By developing medical sensors to track these risk factors on a daily basis, Mortazavi and his team have the ability to better understand long-term modeling of biomedical data, to understand and design metrics for improvement in care, and to potentially identify new characteristics of clinical conditions to improve personalized patient care.

The knowledge of the medical field is not enough to understand the engineering and development of the tools. On the flip side, understanding clinical research also is not solely useful for developing the newest sensing and learning techniques. Without thorough knowledge of each, certain advancements would simply be impossible.

“The importance of this work is in its truly interdisciplinary nature,” Mortazavi said. “Through our collaborations, we aim to train researchers in all components of this end-to-end research. From the sensing systems, we teach how users collect data; to the data mining and machine learning applications, we teach them to identify clinically-relevant patterns in data. Most importantly, we all learn to understand the lessons from this data to assist in clinical decision-making and increase the potential of improving patient care.”

Mortazavi first began studying this topic in 2014 when he completed his postdoctoral studies at the Yale School of Medicine. His doctorate studies involved human activity recognition, wearable sensors and exergaming, the development of gaming applications in user cyber physical systems to encourage activities with sports-levels of intensity. While those systems worked in short spurts, he became interested in learning how to apply such systems for longer-term use for clinical utility.

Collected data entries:
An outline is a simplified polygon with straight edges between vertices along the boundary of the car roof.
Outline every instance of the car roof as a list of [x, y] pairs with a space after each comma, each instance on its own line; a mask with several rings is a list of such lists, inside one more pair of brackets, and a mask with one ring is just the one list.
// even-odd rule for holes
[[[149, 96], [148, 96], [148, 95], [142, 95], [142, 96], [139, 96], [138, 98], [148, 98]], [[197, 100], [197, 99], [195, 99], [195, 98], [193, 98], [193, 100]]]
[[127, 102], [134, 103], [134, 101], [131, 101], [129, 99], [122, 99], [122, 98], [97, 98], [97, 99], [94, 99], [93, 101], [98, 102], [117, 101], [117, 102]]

» Work to be completed: Can you print the passage on Mortazavi's sensor research between "Mortazavi first began" and "for clinical utility.", inclusive? This material stands apart from the passage on Mortazavi's sensor research.

» Response area:
Mortazavi first began studying this topic in 2014 when he completed his postdoctoral studies at the Yale School of Medicine. His doctorate studies involved human activity recognition, wearable sensors and exergaming, the development of gaming applications in user cyber physical systems to encourage activities with sports-levels of intensity. While those systems worked in short spurts, he became interested in learning how to apply such systems for longer-term use for clinical utility.